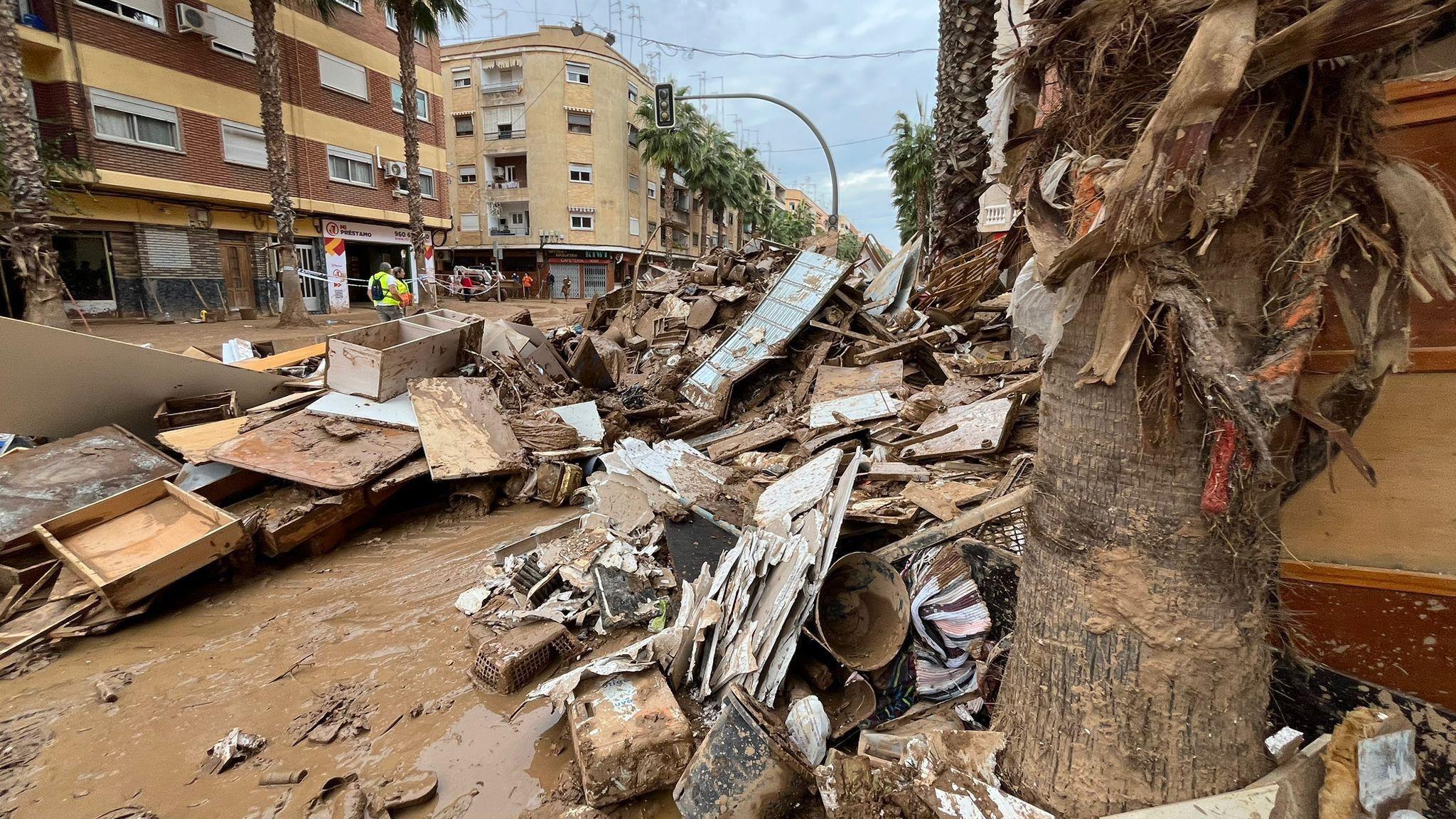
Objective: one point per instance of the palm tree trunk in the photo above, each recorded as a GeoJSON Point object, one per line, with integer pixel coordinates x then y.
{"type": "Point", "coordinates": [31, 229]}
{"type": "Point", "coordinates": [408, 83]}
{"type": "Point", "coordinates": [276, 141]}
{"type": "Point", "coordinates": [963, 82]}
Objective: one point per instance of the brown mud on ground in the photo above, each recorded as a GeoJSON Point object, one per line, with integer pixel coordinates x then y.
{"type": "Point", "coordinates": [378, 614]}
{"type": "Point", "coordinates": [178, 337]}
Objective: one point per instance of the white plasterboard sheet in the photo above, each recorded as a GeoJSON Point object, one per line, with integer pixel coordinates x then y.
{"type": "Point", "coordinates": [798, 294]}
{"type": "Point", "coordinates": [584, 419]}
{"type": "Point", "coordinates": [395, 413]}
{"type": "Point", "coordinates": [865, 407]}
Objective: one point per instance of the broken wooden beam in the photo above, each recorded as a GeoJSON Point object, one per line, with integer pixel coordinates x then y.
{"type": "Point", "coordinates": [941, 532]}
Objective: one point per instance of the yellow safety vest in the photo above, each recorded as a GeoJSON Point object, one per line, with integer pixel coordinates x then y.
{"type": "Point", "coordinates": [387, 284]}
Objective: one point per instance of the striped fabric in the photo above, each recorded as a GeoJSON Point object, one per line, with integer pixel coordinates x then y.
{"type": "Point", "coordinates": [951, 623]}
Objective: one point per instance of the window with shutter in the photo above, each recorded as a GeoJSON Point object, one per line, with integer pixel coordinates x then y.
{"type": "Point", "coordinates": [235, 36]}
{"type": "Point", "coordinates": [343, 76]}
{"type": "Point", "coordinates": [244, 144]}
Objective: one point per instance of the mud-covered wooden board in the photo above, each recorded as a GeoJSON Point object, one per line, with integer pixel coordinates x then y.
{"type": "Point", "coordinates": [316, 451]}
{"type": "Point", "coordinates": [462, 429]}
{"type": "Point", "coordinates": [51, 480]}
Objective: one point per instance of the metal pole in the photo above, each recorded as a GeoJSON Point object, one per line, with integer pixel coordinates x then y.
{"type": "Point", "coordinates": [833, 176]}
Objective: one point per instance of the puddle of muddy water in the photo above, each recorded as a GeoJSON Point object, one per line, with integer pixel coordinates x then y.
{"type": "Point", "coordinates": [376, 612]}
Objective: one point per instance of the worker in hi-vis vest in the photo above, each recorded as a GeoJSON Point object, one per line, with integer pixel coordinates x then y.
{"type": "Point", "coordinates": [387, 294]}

### Task requirements
Output these and nothing else: the lines from the one holding "Objective: one point per instance of the worker" through the final line of the entries above, exactly as they appear.

### Task answer
Objective: one point per instance of the worker in hi-vis vest in the photo above, each recorded as a GeoJSON Point object, one per line, with integer pixel coordinates x then y.
{"type": "Point", "coordinates": [387, 294]}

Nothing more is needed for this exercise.